Text:
-*-
Of course not. God-did-it isn’t an hypothesis that can be tested — or even understood — so it’s not science. Here’s more:
Evolution theory is the central tenet of atheism. It opines that all living things evolved from a single common ancestor via zillions of undirected mutations over eons of time. When Charles Darwin first published his theory, he acknowledged that it was speculative and lacked supporting evidence.
Balderdash! As Darwin carefully explained, all the evidence in the world up to that time was consistent with his theory. It still is. Moving along:
He blamed a woefully imperfect fossil record for the lack of supporting evidence. He predicted that future fossil finds would produce evidence of the missing zillions of transitional species that would form traceable chains from a very simple, single cell, common ancestor to all of the diversity of life that exists or has existed on this planet.
More balderdash! Darwin never predicted that a fossil showing every minute transition would — or could — be found. No one imagines that such could ever be done, yet creationists always demand it. Darwin did predict that additional transitional fossils would be found — and they have been. Once more we’ll link to Wikipedia’s list of transitional fossils. Another excerpt:
His prediction was wrong. The present massive fossil record now clearly reveals what was less clear in Darwin’s time, i.e. the abrupt appearance of fully developed species, all appearing within a relatively short period of time (the Cambrian Explosion). These species show no significant change from the time they appeared to the present, or the time they became extinct.
-*-
Provided material:
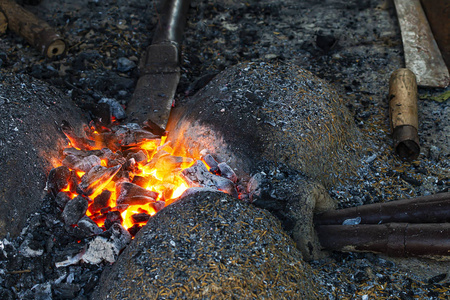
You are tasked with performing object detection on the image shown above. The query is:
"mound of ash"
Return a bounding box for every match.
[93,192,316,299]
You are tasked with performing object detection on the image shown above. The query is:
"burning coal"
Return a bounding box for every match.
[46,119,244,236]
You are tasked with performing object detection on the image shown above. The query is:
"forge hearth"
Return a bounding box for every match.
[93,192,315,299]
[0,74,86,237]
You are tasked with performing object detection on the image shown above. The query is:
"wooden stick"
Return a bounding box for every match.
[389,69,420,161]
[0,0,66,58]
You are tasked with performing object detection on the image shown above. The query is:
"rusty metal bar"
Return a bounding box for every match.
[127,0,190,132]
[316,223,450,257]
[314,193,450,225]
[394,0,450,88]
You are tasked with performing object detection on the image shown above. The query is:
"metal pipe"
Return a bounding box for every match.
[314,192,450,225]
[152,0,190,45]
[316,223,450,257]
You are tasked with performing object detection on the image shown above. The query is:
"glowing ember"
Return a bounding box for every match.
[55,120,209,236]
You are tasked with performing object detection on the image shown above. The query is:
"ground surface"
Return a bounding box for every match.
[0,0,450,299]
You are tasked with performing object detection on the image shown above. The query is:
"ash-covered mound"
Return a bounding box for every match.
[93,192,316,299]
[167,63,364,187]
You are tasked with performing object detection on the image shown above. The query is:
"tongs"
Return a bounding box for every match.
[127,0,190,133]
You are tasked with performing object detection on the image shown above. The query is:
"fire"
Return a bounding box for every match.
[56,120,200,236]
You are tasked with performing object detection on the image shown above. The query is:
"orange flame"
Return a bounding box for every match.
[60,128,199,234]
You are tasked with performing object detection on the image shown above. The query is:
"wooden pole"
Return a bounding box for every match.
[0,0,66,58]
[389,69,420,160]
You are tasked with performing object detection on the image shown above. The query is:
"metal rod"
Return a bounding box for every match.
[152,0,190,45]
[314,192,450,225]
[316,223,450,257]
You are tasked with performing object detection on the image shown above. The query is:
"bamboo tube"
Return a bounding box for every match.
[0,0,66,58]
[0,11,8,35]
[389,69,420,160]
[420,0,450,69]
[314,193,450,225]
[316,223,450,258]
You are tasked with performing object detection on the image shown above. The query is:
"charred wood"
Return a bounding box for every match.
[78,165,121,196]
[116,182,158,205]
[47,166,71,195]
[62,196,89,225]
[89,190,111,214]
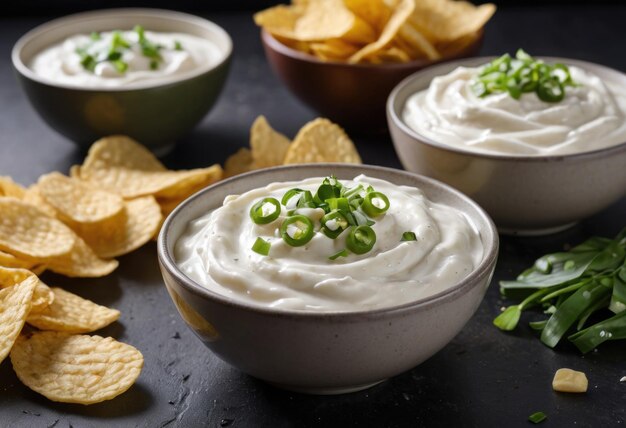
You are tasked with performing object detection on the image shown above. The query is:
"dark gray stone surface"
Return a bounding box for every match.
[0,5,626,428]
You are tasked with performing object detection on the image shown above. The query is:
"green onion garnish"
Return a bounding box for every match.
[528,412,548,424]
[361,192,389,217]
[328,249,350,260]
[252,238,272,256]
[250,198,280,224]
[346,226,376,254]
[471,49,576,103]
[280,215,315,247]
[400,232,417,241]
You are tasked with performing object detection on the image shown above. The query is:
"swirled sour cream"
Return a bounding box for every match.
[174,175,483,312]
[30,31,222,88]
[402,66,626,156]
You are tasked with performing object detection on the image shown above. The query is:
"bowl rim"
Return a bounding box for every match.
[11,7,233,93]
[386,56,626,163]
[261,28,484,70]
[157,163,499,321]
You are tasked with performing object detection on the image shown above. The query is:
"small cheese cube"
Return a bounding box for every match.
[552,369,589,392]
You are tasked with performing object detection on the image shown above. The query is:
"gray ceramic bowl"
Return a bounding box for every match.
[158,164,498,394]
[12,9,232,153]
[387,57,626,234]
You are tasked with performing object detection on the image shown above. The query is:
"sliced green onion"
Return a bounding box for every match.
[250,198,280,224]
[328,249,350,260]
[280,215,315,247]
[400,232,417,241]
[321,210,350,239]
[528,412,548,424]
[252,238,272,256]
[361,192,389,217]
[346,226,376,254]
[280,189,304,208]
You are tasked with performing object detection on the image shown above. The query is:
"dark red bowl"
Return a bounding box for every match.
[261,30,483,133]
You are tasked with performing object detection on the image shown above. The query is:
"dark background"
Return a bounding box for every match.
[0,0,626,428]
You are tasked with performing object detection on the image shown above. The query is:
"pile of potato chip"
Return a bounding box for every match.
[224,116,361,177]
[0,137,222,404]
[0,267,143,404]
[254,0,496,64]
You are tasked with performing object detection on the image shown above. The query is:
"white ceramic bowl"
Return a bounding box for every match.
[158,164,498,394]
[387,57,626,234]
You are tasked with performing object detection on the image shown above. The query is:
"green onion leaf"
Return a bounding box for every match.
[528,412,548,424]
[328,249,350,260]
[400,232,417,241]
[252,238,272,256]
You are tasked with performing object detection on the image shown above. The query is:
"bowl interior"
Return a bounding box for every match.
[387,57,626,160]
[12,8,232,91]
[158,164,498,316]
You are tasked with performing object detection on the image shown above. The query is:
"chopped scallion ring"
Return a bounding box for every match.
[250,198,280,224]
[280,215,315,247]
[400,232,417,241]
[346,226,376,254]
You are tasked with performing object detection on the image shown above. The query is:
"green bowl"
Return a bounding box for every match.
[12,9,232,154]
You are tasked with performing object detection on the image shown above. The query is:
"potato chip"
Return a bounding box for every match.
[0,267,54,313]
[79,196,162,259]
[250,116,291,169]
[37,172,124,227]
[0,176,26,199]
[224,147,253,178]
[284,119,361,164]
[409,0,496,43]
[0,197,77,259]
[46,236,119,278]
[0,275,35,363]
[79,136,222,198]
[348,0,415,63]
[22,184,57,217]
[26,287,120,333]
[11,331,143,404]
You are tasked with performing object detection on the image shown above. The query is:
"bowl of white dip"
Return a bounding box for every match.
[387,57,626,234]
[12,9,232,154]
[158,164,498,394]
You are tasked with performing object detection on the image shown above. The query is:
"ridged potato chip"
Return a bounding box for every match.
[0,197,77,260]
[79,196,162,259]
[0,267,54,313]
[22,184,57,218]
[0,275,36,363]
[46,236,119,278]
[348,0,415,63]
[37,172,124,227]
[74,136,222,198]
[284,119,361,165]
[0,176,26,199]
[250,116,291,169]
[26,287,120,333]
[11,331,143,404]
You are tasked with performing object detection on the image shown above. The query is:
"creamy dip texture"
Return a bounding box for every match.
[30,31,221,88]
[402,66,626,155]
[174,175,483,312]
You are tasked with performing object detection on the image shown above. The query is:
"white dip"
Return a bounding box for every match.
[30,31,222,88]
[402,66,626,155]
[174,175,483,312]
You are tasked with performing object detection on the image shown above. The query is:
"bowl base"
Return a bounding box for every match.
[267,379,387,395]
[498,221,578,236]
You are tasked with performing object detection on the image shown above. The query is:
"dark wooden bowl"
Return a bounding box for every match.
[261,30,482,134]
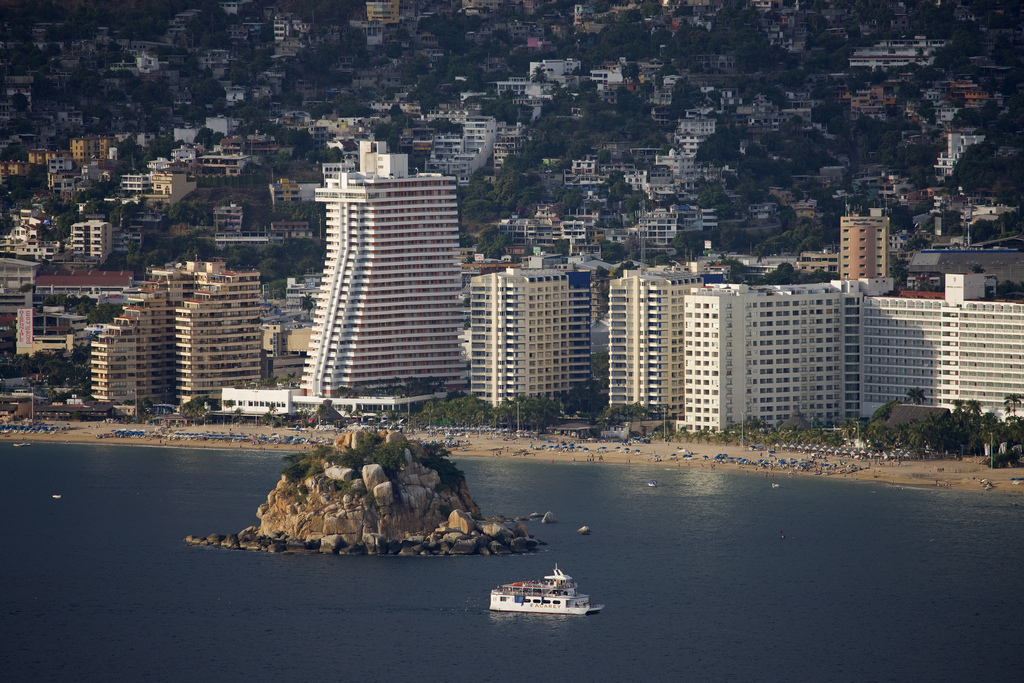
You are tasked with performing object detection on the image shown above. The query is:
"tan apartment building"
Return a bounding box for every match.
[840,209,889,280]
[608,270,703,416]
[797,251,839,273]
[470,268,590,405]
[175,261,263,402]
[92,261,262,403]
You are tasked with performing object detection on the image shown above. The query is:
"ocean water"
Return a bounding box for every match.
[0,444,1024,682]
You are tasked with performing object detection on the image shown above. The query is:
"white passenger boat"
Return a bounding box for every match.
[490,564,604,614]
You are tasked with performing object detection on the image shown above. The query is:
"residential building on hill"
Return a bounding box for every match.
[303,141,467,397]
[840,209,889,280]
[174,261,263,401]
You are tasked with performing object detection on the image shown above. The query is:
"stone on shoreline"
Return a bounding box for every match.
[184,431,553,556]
-*-
Task list:
1. Shorten the paragraph of the evolution text that begins "More balderdash!" into a list of its main points.
2. Pick up the text about evolution after its final sentence and keep writing.

Task-by-task results:
1.
- Darwin never predicted that fossils showing every tiny transition would, or even could, be found.
- No one thinks that could ever be done, yet creationists always demand it.
- Darwin did predict that more transitional fossils would be found, and they have been.
- The text links again to Wikipedia's list of transitional fossils.

2.
BWAHAHAHAHAHA! Everything appeared suddenly in the Cambrian Explosion, and nothing has changed since then! That’s not worth rebutting. On with the article:
Stasis is data. Science (real science) considers and interprets all data. The existence of a single species appearing abruptly, fully developed, is fatal to the single common ancestor premise of evolution theory.
No, it just means that where the fossil-diggers were looking, that’s all they found. The world is a big place, and aside from the inevitability of missing fossils that may exist a few miles away from a dig, only a minute fraction of things that once lived ever become fossilized. But John isn’t done yet:
Evolutionists ignore the fossil data. When science ignores massive amounts of conflicting data, it is no longer science. Evolution theory is an ideology (religion or non-religion) falsely labeled as science. The fossil record is the only data that can give supporting evidence to the theory, and it refutes rather than confirms it.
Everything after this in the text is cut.